7. Owning and maintaining 5 horses. Not many people can say that at my financial level.
All five of the ponies (Roscoe just happens to be inside Rosemary in this picture)

7 guilty pleasures

1. Spending time just loving on the horses. We are almost late to work sometimes because we take the time to talk to them all.
2. Driving, it is so expensive but so fun
3. When the vet looks at our 20+ year old horses and says they look great
4. Sleeping in because my ponies can handle not being on a set schedule
5. Living at home, paying minimal rent so I have more money for the horses
6. Taking pictures of the horses and dogs
7. Proving all those people who judge me by my appearance wrong by showing them I do have riding skills.

7 Things you love about riding/ horses

1. They all have their own characters and mine show it
2. The connection that builds on the ground and in the saddle, so great
3. The constant challenge and growth
4. The satisfaction that comes from providing well mentally and physically for your horses.
5. The good surprises and fun that can happen, like Rosemary helping pull the hay the other day.
6. The variety of disciplines available
7. The love my horses show me everyday

Monday, March 3, 2014

Amish Roots Shine

Winter decided to remind us that it is not over yet with another snow storm. This one had less snow, but more ice. After a two hour drive, we found a car off the driveway blocking the way. I got out to see what the situation was and to start working on the horses. Eventually, Mom was able to make it up the hill to park. We left the horses inside since rain came before the snow. They all were hungry, but settled. I gave them some hay to tide them over and started on the stalls.

DATA FOR ANALYSIS →
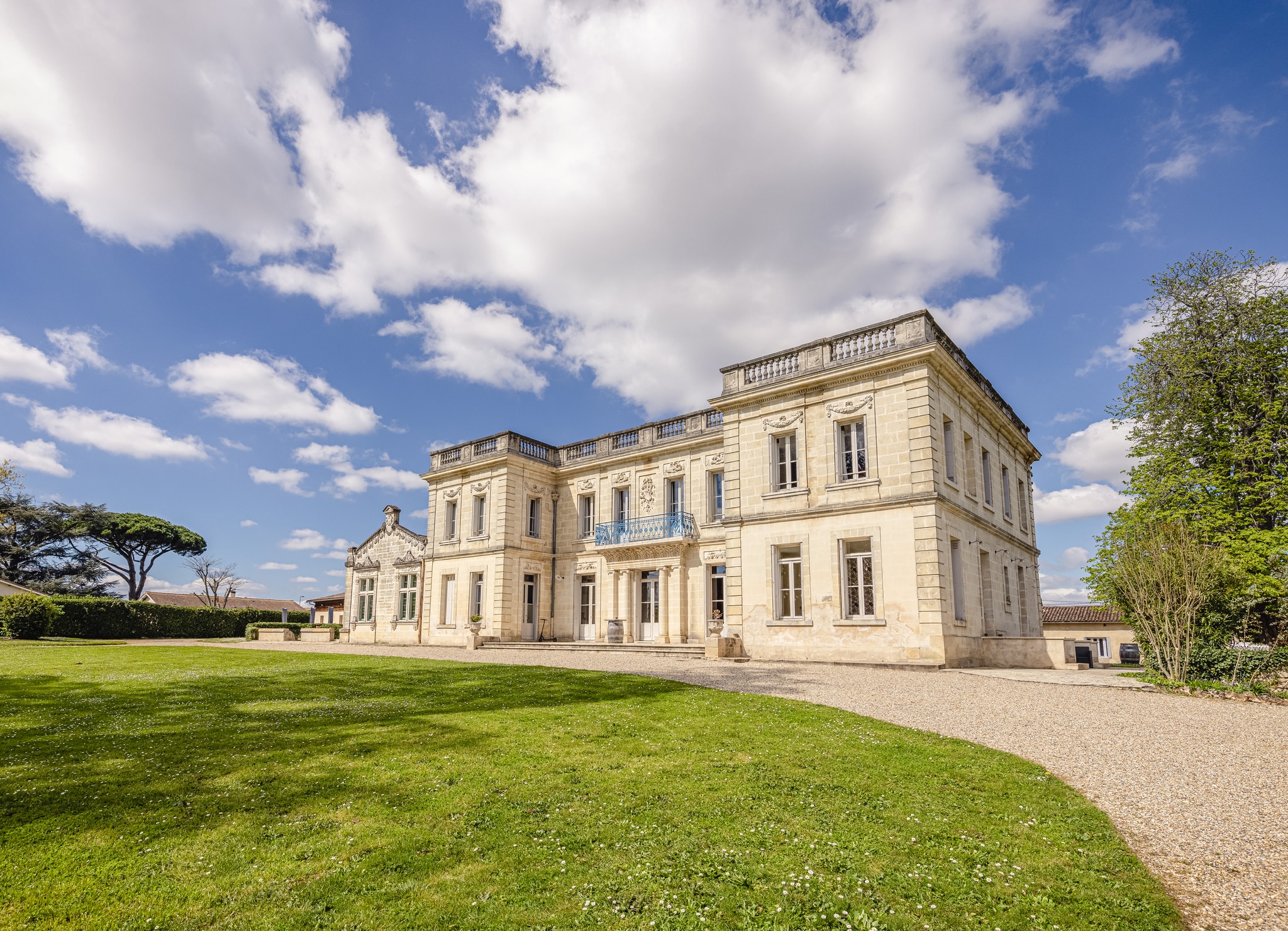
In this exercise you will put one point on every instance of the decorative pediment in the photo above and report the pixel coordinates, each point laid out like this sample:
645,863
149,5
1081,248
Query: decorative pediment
844,408
782,420
648,489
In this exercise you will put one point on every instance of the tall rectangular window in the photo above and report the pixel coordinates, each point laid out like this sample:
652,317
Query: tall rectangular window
408,589
955,557
475,594
852,451
1024,599
715,611
790,596
950,452
860,584
533,516
448,600
718,496
785,461
366,599
675,496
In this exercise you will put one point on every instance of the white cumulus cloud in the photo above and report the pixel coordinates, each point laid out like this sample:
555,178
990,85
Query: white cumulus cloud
36,455
353,479
748,174
1099,452
312,540
286,479
114,433
263,388
1075,504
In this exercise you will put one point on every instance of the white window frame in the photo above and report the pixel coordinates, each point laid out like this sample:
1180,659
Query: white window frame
792,559
785,460
366,607
957,579
950,451
477,594
985,468
535,518
852,428
409,586
866,563
448,618
715,489
450,514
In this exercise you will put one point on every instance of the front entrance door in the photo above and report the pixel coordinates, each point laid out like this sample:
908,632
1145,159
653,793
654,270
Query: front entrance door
530,607
648,606
586,621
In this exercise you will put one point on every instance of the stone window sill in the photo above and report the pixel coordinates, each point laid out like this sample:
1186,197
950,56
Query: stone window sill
852,483
785,494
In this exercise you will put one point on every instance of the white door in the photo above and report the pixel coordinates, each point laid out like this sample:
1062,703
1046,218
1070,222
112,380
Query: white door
586,622
648,606
530,608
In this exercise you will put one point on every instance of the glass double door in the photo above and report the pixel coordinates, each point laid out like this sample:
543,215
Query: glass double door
650,606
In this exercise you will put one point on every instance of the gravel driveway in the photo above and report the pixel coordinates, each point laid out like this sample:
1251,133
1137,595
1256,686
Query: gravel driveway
1198,787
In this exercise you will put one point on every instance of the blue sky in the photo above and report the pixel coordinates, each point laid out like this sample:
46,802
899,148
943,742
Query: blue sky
257,258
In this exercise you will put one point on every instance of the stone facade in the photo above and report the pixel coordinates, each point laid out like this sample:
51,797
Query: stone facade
865,498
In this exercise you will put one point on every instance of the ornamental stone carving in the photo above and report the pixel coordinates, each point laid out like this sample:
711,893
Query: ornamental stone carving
782,420
647,491
843,408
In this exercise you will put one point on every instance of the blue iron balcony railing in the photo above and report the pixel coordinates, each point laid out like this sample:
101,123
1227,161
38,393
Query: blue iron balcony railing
645,530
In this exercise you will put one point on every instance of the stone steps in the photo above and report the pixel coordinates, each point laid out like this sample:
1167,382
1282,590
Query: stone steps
587,647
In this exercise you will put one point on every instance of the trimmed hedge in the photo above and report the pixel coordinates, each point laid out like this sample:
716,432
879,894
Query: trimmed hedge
106,618
253,630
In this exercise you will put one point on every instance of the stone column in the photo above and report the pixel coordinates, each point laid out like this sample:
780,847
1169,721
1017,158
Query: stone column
663,591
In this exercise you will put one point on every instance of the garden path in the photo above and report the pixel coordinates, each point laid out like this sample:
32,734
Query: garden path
1196,786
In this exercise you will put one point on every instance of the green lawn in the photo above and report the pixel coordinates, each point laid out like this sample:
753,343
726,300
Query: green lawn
216,788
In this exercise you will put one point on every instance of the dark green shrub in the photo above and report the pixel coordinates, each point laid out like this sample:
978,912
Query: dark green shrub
113,618
28,617
253,630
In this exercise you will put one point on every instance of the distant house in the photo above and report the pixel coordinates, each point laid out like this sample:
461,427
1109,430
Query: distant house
184,600
14,589
1103,625
329,610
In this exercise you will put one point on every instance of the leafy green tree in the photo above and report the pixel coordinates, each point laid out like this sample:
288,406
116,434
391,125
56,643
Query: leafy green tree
1206,406
35,550
138,540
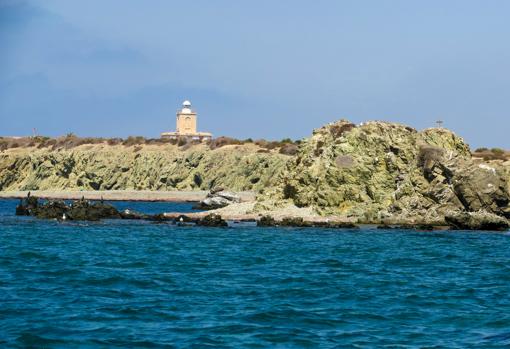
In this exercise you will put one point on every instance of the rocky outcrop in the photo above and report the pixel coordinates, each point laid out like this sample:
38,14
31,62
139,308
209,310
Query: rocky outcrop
480,220
217,199
81,210
147,167
388,173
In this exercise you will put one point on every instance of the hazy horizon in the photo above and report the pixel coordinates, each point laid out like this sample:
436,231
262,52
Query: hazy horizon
253,70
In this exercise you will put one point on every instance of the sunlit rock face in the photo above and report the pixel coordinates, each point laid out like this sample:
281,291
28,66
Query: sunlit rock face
165,167
380,171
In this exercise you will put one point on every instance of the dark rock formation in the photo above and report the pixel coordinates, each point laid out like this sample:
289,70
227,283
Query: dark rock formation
212,220
381,172
480,220
218,199
57,209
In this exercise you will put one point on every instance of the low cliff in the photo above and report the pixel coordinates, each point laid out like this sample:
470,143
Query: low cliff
139,167
383,172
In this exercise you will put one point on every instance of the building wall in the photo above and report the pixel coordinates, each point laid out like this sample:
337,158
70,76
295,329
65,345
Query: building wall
186,123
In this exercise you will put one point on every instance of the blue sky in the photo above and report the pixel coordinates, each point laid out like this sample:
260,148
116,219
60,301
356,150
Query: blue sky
260,69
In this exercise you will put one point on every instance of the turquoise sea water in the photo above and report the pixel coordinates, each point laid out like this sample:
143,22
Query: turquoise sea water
134,284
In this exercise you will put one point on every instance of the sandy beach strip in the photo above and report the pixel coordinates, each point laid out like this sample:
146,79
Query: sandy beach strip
119,195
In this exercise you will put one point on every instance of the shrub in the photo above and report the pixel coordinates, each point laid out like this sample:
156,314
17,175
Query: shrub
339,130
134,140
223,141
182,141
114,141
497,151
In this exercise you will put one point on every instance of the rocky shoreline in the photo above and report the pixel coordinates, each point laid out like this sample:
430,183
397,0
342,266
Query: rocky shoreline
121,195
378,173
84,210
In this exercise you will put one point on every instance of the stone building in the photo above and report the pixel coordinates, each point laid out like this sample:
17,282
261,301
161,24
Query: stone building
186,125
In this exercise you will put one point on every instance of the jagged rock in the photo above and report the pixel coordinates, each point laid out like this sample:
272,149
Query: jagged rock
57,209
153,167
266,221
380,171
480,220
131,214
218,199
90,211
212,220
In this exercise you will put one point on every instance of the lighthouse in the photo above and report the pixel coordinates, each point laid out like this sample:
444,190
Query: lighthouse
186,125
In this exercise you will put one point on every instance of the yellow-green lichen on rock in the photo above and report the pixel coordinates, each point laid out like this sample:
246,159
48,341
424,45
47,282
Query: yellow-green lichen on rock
149,167
378,171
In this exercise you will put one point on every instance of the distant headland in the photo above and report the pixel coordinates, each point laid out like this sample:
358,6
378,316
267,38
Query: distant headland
373,173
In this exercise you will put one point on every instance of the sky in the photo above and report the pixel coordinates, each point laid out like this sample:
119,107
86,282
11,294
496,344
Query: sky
260,69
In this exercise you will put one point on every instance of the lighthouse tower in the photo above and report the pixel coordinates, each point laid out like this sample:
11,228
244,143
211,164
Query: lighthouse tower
186,120
186,125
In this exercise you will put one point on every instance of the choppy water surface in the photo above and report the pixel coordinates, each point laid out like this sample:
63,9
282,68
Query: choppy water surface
134,284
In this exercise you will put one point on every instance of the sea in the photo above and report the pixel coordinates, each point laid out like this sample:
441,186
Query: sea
133,284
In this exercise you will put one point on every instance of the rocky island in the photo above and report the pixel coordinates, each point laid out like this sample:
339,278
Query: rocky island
379,173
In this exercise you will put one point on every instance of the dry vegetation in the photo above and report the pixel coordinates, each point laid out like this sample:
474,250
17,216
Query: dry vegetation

WORK ORDER →
In the source text, why were the horses left inside during the March 3, 2014 storm?

RESPONSE BELOW →
Rain came before the snow.